** EXERCISE **
Pick out each line below that contains the word "with" and copy it.
────────────────────
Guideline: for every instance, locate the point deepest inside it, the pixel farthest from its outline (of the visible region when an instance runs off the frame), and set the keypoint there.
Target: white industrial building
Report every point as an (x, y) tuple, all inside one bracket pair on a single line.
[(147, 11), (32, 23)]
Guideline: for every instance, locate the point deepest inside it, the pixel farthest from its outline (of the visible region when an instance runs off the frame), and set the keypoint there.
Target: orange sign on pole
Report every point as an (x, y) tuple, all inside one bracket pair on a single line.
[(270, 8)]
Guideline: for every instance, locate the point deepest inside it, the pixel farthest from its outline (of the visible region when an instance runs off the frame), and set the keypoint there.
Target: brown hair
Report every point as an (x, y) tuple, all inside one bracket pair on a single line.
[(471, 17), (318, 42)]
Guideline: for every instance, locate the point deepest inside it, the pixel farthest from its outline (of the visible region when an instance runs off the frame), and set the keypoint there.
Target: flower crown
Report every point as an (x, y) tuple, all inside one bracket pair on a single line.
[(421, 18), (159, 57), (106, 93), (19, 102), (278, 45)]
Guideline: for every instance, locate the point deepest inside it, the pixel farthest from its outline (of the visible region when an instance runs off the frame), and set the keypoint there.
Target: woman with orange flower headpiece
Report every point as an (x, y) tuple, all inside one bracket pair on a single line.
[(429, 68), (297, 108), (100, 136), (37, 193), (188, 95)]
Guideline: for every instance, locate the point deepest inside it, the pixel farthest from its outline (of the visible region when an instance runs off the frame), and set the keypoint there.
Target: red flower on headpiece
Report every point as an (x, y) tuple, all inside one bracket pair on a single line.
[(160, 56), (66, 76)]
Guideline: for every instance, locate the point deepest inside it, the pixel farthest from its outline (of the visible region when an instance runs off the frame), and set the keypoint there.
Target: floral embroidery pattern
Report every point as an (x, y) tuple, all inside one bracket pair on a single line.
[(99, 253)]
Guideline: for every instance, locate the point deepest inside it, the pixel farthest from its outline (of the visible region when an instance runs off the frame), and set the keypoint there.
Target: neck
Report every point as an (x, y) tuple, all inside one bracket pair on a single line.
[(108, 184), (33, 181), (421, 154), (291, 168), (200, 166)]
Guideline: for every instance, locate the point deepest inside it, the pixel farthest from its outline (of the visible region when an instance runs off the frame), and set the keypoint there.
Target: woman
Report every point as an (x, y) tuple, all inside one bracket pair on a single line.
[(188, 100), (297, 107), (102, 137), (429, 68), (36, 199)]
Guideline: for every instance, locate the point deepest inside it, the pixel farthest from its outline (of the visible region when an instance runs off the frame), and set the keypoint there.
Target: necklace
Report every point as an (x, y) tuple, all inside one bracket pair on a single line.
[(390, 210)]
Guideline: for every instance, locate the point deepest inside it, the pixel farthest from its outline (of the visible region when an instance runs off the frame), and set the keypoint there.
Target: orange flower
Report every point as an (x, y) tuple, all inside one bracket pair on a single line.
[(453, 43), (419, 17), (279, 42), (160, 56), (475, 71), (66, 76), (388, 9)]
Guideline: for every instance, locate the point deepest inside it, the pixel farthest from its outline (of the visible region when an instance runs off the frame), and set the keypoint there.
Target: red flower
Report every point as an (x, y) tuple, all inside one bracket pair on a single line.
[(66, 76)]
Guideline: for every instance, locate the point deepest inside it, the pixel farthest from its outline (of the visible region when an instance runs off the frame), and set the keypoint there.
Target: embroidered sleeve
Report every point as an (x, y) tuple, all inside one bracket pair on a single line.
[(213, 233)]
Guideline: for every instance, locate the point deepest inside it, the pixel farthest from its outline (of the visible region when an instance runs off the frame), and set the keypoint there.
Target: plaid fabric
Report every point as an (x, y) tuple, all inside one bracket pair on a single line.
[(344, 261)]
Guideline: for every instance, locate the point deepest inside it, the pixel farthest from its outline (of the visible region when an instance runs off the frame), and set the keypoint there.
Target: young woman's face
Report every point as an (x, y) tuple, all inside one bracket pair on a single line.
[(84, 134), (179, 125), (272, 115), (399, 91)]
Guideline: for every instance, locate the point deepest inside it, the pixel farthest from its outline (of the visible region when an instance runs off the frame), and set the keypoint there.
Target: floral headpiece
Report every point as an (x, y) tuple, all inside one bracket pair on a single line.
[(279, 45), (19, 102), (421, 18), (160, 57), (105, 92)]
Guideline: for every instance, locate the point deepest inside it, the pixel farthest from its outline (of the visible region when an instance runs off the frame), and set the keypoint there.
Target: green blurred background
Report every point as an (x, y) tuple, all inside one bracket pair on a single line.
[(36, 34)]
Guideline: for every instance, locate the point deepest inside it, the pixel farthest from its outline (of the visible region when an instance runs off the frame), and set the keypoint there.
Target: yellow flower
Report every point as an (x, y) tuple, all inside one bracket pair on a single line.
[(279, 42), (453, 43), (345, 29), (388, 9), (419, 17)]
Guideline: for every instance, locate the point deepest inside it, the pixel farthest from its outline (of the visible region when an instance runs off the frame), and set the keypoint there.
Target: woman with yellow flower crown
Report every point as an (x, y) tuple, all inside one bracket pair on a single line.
────────────────────
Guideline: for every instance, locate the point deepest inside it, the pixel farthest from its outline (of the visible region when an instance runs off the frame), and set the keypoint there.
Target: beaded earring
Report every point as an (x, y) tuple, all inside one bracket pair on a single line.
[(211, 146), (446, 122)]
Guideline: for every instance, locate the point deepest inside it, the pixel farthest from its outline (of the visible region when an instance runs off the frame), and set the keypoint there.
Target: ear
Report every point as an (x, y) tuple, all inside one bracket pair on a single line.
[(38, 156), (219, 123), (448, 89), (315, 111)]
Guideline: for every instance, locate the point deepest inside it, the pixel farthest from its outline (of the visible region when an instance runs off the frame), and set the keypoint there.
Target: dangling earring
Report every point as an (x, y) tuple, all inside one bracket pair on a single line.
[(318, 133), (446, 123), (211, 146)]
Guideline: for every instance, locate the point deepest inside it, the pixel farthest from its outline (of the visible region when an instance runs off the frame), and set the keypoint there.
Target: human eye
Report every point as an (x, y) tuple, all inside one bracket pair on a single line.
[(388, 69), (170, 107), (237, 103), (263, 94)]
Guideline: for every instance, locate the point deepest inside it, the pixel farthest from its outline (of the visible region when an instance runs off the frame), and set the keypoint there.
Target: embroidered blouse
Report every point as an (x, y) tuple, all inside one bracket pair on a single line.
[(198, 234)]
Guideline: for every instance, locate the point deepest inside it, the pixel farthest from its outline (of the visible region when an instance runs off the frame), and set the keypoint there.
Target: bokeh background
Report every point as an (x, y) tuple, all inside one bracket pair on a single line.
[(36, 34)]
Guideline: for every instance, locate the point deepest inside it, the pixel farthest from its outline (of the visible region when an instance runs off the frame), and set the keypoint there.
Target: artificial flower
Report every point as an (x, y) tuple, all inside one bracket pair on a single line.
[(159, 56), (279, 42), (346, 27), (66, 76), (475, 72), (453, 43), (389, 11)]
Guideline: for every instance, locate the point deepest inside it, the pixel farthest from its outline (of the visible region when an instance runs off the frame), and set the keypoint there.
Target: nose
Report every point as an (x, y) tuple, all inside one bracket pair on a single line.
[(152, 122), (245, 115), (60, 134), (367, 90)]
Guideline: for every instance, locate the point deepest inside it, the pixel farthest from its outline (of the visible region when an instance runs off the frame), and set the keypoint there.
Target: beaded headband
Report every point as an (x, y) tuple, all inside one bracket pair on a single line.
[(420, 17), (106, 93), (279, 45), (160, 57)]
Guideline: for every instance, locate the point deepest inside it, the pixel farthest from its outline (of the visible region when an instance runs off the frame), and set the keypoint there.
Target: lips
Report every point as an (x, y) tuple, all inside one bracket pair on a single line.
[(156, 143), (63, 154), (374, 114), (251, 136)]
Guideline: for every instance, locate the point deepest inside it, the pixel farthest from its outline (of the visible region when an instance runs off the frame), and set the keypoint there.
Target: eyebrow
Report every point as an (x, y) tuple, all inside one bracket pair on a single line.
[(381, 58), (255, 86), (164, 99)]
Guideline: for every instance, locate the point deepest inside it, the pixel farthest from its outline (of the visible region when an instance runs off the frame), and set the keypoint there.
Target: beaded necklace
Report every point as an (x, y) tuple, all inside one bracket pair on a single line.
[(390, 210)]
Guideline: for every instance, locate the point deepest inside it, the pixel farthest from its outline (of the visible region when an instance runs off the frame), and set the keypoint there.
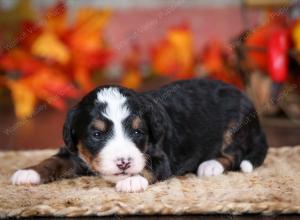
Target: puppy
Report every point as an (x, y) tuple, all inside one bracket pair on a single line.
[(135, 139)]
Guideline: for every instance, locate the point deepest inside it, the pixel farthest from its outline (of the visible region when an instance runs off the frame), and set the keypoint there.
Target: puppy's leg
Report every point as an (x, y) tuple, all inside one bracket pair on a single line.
────────────────────
** THE COMPLETED TASK **
Target: woman with orange flower headpiece
Target: woman with yellow flower crown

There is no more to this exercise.